Give back, unchanged, each line from the one containing "Q: For the photo above, point to the sky, giving" through the last line of the entries below.

+++

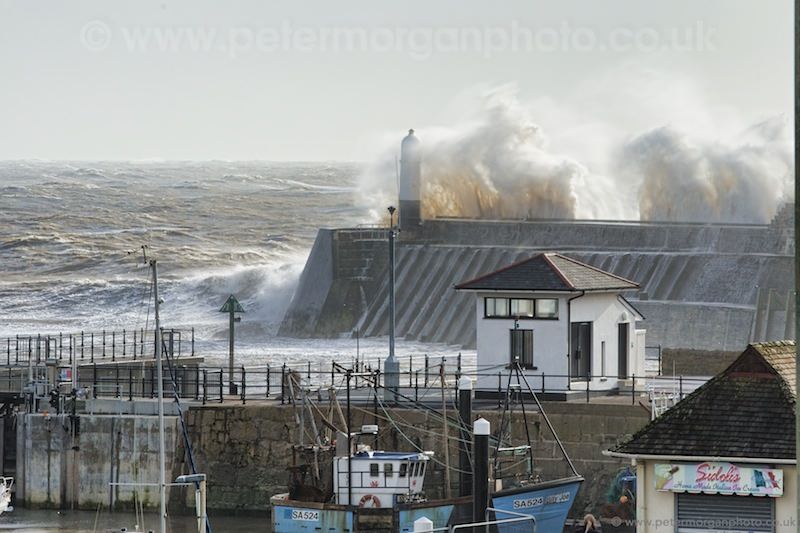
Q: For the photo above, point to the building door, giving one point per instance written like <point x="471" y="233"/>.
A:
<point x="581" y="350"/>
<point x="622" y="347"/>
<point x="716" y="512"/>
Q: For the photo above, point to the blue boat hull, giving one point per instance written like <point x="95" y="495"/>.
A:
<point x="549" y="503"/>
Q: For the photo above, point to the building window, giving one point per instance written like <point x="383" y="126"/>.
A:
<point x="521" y="307"/>
<point x="522" y="347"/>
<point x="603" y="358"/>
<point x="547" y="308"/>
<point x="496" y="307"/>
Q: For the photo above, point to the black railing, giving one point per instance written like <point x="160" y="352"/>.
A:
<point x="283" y="382"/>
<point x="93" y="346"/>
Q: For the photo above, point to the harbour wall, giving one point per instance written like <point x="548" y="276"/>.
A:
<point x="245" y="450"/>
<point x="703" y="286"/>
<point x="70" y="463"/>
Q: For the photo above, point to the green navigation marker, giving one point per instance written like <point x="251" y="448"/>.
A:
<point x="231" y="306"/>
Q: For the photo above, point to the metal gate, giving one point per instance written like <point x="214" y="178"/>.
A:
<point x="715" y="512"/>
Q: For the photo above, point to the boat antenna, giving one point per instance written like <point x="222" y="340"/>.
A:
<point x="162" y="483"/>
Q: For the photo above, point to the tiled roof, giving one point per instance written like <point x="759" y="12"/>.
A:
<point x="745" y="411"/>
<point x="549" y="272"/>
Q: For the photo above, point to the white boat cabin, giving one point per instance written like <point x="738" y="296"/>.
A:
<point x="379" y="479"/>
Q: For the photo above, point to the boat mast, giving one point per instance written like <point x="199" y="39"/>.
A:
<point x="162" y="484"/>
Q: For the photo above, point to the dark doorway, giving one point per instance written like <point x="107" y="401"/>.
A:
<point x="581" y="350"/>
<point x="622" y="347"/>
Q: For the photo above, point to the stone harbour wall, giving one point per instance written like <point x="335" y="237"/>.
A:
<point x="245" y="449"/>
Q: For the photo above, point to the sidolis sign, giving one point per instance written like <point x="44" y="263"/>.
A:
<point x="713" y="477"/>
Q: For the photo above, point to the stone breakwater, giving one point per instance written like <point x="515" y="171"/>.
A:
<point x="245" y="449"/>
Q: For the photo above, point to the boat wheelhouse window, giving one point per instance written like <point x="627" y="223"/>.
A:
<point x="547" y="308"/>
<point x="522" y="347"/>
<point x="521" y="307"/>
<point x="495" y="307"/>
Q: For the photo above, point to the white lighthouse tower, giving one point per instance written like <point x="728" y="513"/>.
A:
<point x="410" y="171"/>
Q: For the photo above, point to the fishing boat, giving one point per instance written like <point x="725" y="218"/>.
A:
<point x="346" y="486"/>
<point x="339" y="484"/>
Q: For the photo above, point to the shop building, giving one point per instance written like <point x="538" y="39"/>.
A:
<point x="723" y="458"/>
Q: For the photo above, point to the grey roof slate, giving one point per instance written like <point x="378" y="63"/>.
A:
<point x="548" y="272"/>
<point x="747" y="411"/>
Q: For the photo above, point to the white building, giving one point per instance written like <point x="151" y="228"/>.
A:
<point x="566" y="323"/>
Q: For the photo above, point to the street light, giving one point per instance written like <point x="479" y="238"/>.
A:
<point x="392" y="366"/>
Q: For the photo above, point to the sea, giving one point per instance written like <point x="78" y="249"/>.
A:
<point x="71" y="256"/>
<point x="71" y="260"/>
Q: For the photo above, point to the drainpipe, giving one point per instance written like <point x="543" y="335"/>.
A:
<point x="641" y="491"/>
<point x="569" y="338"/>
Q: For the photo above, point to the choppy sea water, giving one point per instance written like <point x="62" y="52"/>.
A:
<point x="71" y="236"/>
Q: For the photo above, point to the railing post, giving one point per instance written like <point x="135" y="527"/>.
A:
<point x="283" y="384"/>
<point x="659" y="359"/>
<point x="244" y="385"/>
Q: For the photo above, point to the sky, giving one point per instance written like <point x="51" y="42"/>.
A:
<point x="320" y="80"/>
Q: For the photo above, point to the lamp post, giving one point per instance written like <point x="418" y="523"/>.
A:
<point x="392" y="366"/>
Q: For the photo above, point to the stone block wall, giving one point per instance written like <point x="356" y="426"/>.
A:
<point x="245" y="449"/>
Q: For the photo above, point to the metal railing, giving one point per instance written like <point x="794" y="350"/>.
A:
<point x="284" y="382"/>
<point x="92" y="346"/>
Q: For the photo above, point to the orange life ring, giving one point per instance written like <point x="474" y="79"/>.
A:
<point x="376" y="503"/>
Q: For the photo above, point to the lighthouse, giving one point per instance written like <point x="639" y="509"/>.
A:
<point x="410" y="171"/>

+++

■ **Result**
Q: For the photo above, point to the sky, giving one point per instance written like <point x="51" y="42"/>.
A:
<point x="320" y="80"/>
Q: For the photo above, point to the lamp post, giving one point per instance written like <point x="418" y="523"/>.
A:
<point x="392" y="366"/>
Q: For the photo above, point to the stone block wall, giving one point per instance written like <point x="356" y="426"/>.
A:
<point x="245" y="449"/>
Q: For the photo above, point to the metal railing, giving one point per instance written like <point x="794" y="350"/>.
A:
<point x="284" y="382"/>
<point x="92" y="346"/>
Q: For the photo above, point to the orange life ring, giving one point per instance written like <point x="474" y="79"/>.
A:
<point x="376" y="503"/>
Q: For the photo above, point to the lighthouse, giving one point per instance written like <point x="639" y="509"/>.
A:
<point x="410" y="171"/>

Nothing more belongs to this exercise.